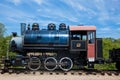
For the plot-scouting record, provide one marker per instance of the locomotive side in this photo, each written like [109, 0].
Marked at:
[53, 48]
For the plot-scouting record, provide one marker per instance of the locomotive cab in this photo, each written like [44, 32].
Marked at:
[84, 43]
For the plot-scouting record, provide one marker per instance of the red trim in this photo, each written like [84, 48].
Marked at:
[91, 51]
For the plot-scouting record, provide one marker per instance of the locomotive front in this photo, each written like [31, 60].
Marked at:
[36, 40]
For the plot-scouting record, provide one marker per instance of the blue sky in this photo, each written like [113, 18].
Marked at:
[104, 14]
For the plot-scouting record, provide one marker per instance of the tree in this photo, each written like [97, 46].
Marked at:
[2, 30]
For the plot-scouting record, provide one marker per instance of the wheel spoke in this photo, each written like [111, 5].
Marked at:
[34, 63]
[50, 63]
[65, 63]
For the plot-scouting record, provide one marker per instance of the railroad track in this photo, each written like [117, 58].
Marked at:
[72, 72]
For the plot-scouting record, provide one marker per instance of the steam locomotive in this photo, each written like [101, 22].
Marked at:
[60, 48]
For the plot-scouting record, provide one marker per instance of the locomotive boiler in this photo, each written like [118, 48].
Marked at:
[53, 48]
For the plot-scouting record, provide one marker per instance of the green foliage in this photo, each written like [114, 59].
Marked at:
[2, 30]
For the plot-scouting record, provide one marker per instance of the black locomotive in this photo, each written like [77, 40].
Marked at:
[54, 48]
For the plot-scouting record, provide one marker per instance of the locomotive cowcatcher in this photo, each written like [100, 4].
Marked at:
[54, 48]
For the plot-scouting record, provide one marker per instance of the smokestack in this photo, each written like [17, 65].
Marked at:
[23, 28]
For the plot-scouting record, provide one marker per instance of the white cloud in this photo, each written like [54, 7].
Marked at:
[38, 1]
[16, 2]
[105, 29]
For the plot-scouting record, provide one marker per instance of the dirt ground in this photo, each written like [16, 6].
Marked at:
[38, 76]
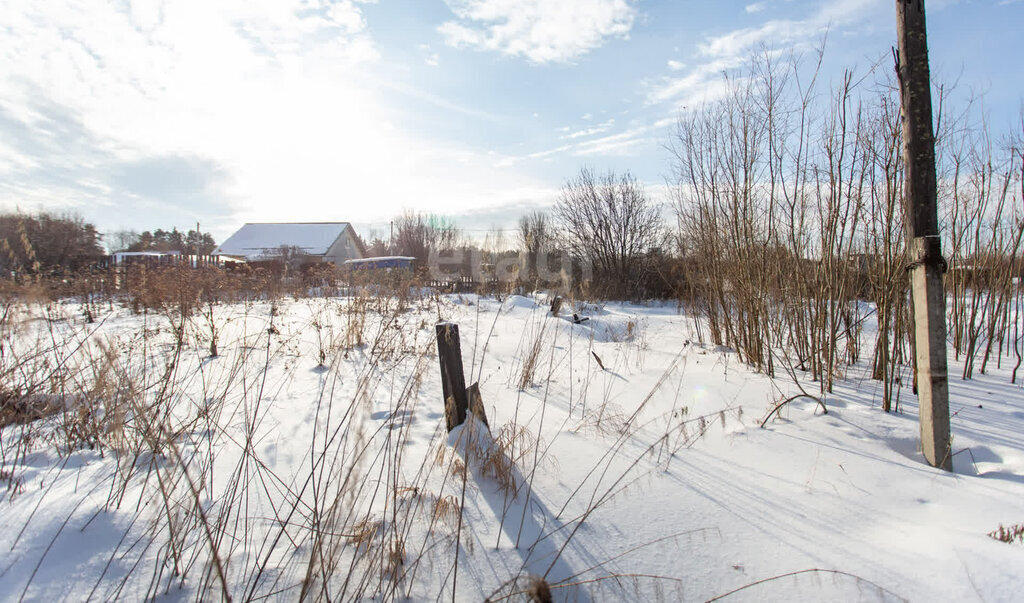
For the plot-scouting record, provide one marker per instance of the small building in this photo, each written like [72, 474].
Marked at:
[316, 242]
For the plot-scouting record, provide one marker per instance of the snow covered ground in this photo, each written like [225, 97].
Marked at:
[261, 473]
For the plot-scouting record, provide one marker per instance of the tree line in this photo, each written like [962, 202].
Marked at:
[56, 244]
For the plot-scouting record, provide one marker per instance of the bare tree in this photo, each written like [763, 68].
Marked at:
[418, 234]
[536, 237]
[609, 221]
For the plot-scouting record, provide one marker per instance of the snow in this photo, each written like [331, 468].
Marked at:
[257, 240]
[650, 479]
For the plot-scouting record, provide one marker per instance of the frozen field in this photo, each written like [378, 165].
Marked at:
[309, 459]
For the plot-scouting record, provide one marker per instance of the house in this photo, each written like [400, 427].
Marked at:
[316, 242]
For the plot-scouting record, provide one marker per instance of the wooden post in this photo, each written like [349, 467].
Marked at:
[923, 233]
[453, 379]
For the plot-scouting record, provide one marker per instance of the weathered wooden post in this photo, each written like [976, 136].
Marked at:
[923, 232]
[453, 379]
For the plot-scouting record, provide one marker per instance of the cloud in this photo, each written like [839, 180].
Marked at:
[541, 31]
[724, 52]
[158, 114]
[598, 129]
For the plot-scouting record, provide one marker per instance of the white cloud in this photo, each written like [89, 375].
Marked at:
[541, 31]
[598, 129]
[278, 99]
[727, 51]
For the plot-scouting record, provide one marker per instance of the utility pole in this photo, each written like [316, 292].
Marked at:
[922, 219]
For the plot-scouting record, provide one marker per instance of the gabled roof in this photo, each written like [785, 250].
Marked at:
[256, 240]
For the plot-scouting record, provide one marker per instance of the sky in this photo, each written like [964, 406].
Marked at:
[147, 114]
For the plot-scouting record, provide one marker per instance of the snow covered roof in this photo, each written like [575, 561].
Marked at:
[256, 240]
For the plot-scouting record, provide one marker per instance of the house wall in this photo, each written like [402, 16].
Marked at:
[343, 249]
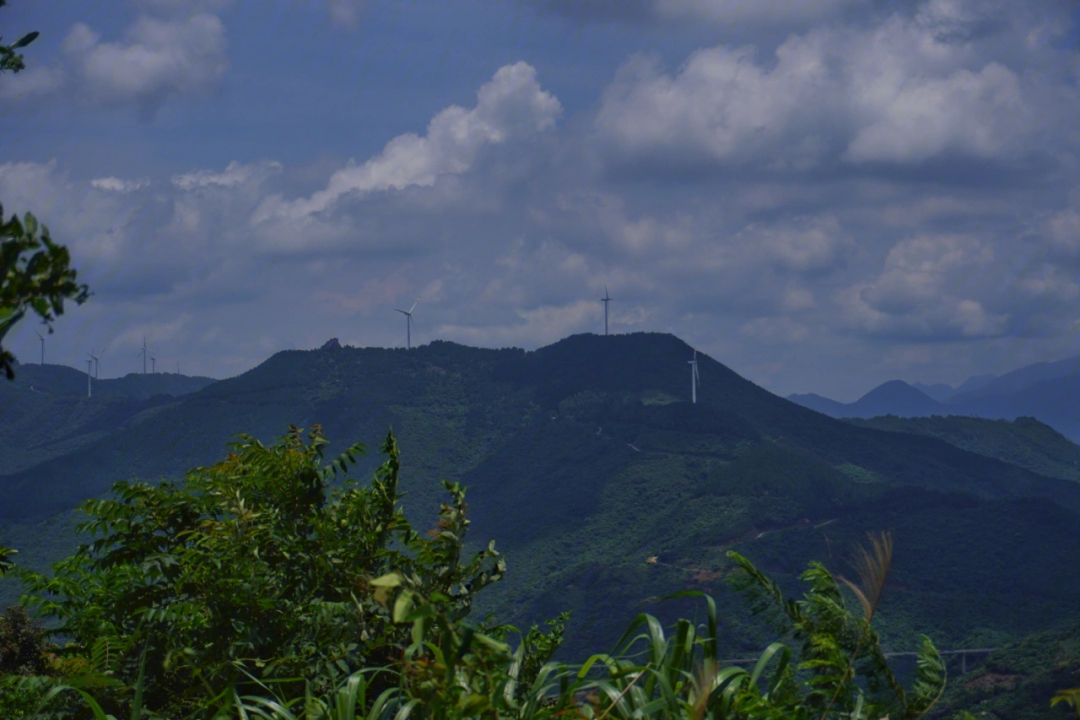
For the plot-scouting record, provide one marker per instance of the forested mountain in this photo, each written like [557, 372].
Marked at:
[44, 411]
[1024, 442]
[607, 488]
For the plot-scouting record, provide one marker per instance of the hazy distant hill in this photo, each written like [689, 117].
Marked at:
[893, 397]
[44, 411]
[1049, 392]
[1025, 442]
[585, 458]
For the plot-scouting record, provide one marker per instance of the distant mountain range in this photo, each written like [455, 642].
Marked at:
[1049, 392]
[602, 483]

» Exercise instructions: Find all lines in the records that hold the word "post". Copy them.

» Answer section:
For the plot-scouting record, provide one marker per instance of the wooden post in this photo, each written like [349, 467].
For the plot-scouting record, provide one marker per instance of the weathered wooden post in this photo, each written like [976, 136].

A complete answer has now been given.